> _Tarefas solicitadas_
**A.** De acordo com a crônica sobre as reuniões do FOMC e do COPOM, por que os players das Bolsas e das mesas de renda fixa prestam mais atenção à entrevista coletiva do chairman do FED e à ata do COPOM? Explique em uma a três frases.
**B.** Prossiga a crônica sobre as reuniões do FOMC e do COPOM a partir do ponto em que ela termina, mantendo o mesmo tom.

> _Texto fornecido_
Mercadores da Noite #243: Ele manda, eu obedeço

25 de setembro de 2021
Meu assunto hoje são as reuniões acontecidas esta semana dos colegiados do FOMC e do COPOM.

Olá, leitor(a),

Não, caros amigos, não estou me referindo ao ex-ministro da Saúde, general Eduardo Pazuello. Este, ao adotar uma medida contrária às recomendações da Anvisa e da Organização Mundial de Saúde, disse que o presidente Jair Bolsonaro dava as ordens e ele se limitava a cumpri-las.

Meu assunto hoje são as reuniões acontecidas esta semana dos colegiados do FOMC (Federal Open Market Committee – Comitê Federal de Mercado Aberto do FED) e do COPOM (Comitê de Política Monetária do Banco Central do Brasil).

Raramente acontece uma novidade nesses encontros, já que, tanto nos Estados Unidos como no Brasil, as autoridades monetárias dificilmente deixam de cumprir o que o mercado está esperando.

É por essa razão que os players das Bolsas e mesas de renda fixa ficam mais atentos à entrevista coletiva que o chairman do FED concede após a reunião e à ata que o COPOM brasileiro divulga uma semana após o encontro que definiu as taxas.

Nesses momentos, é preciso prestar muita atenção na terminologia usada para se detectar o que os integrantes do FOMC e do COPOM estão pensando sobre a situação atual e planejando para os movimentos futuros.

Eles nunca usam superlativos ou declarações contundentes. Do tipo:

“Se os preços de bens e serviços continuarem subindo, nós vamos acabar com essa farra de uma vez por todas”.

Jerome Powell jamais diria isso. Aliás, provocaria um crash no mercado de ações, tal como Alan Greenspan fez com as dot.com com o seu bem mais moderada “exuberância irracional”.

As atas do Copom também costumam se expressar em economês suave. O BC, mesmo sendo agora autônomo (eu preferia “independente”), não seria capaz de dizer que “o esbanjamento de dinheiro nos três poderes é fator de aceleração inflacionária, nos obrigando a elevar a taxa Selic muito além do que seria razoável num ambiente de seriedade”.

A ata a ser divulgada na semana que vem provavelmente virá com as palavras de sempre, nessa época de política monetária hawkish. Filhote de hawk, poderíamos dizer, já que a taxa Selic praticamente terminará o ano empatada com a inflação, isso se não perder por um ponto de diferença.

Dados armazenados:
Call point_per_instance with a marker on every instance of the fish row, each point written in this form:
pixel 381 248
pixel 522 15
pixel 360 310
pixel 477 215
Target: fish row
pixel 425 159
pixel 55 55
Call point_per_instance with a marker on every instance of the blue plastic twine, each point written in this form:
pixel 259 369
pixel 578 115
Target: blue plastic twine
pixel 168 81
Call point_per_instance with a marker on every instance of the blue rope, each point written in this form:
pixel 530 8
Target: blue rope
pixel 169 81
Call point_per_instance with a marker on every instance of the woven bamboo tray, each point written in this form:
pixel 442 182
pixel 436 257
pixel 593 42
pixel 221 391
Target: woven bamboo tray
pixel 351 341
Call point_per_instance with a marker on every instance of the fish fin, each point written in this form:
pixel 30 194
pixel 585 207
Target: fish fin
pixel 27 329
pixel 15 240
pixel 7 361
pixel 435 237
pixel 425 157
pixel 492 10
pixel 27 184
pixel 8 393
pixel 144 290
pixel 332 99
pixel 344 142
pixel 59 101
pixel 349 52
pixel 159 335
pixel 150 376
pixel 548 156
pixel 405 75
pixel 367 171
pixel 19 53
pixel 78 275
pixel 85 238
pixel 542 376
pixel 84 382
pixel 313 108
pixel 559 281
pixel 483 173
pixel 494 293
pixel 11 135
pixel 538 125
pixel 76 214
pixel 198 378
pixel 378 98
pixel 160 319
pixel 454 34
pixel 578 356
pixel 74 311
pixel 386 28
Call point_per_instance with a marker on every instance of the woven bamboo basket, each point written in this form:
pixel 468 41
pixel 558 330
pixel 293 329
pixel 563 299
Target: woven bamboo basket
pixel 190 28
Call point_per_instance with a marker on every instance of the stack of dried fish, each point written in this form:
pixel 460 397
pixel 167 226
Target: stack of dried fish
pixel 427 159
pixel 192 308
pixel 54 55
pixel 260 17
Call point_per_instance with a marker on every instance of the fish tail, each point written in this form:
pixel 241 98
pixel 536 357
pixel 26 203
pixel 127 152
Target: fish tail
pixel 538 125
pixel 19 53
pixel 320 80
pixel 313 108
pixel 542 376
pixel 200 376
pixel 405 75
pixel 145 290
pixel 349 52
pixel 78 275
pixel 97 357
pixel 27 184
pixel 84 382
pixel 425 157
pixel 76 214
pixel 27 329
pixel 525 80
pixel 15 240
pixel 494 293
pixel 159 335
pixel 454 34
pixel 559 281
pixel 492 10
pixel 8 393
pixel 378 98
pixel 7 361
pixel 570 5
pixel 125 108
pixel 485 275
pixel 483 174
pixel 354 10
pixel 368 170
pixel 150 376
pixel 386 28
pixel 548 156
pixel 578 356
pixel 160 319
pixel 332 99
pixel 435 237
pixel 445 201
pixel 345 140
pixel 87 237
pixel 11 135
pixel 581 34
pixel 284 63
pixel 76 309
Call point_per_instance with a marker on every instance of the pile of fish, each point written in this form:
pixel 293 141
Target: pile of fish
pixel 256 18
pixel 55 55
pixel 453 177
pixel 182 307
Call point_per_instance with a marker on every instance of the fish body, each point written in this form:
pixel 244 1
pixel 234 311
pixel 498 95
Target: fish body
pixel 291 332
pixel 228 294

> _Respostas às tarefas_
**A.** Eles prestam mais atenção a esses momentos porque as reuniões raramente trazem alguma novidade. Tanto nos Estados Unidos quanto no Brasil, as autoridades monetárias dificilmente deixam de cumprir o que o mercado espera.

**B.**
Mas, como digo no título desta crônica, o mercado irá definir o que se fará e o que não se fará. Os monetaristas chapa-branca se encarregarão apenas da redação dos comunicados.

Tanto nos EUA como aqui essas reuniões cíclicas do FED e do BC nem sempre tiveram tanta importância.

Quando eu especulava nos mercados internacionais o que influenciava as cotações, principalmente dos Treasury Bonds e das bolsas de valores, eram os bancos diminuindo ou elevando a prime rate.

Já vi grandes rallies do S&P500 logo após surgir, por exemplo, no meu terminal de notícias a seguinte legenda:

Bank of America raises prime rate in half a point do 7 ½.

Aqui no Brasil, na época da hiperinflação, a taxa era alterada todos os dias (para cima, é claro) pela mesa de operações do Banco Central, por volta das 17 horas.

Quando o ritmo de aumento aumentava (com minhas desculpas pela redundância), a gente sabia que o dragão estava expelindo mais fogo. Se por acaso diminuía...  não, isso nunca aconteceu.

Com o advento do Plano Real e a subida ao poder de FHC, a atuação do Banco Central se tornou mais séria. Mas qualquer alteração relevante de política monetária era previamente submetida ao ministro da Fazenda, Pedro Malan, e ao próprio presidente Fernando Henrique.

A autonomia de fato começou no governo Lula que, para ter credibilidade nos meios financeiros nacional e internacional, convidou para dirigir o Banco Central o economista Henrique Meirelles, que fora presidente mundial do BankBoston.

Meirelles tinha tanto prestígio internacional que, certa ocasião, numa reunião de presidentes de bancos centrais de todo o mundo, seus pares manejaram para que ele chegasse ao local depois dos outros para que pudessem aplaudi-lo de pé na entrada.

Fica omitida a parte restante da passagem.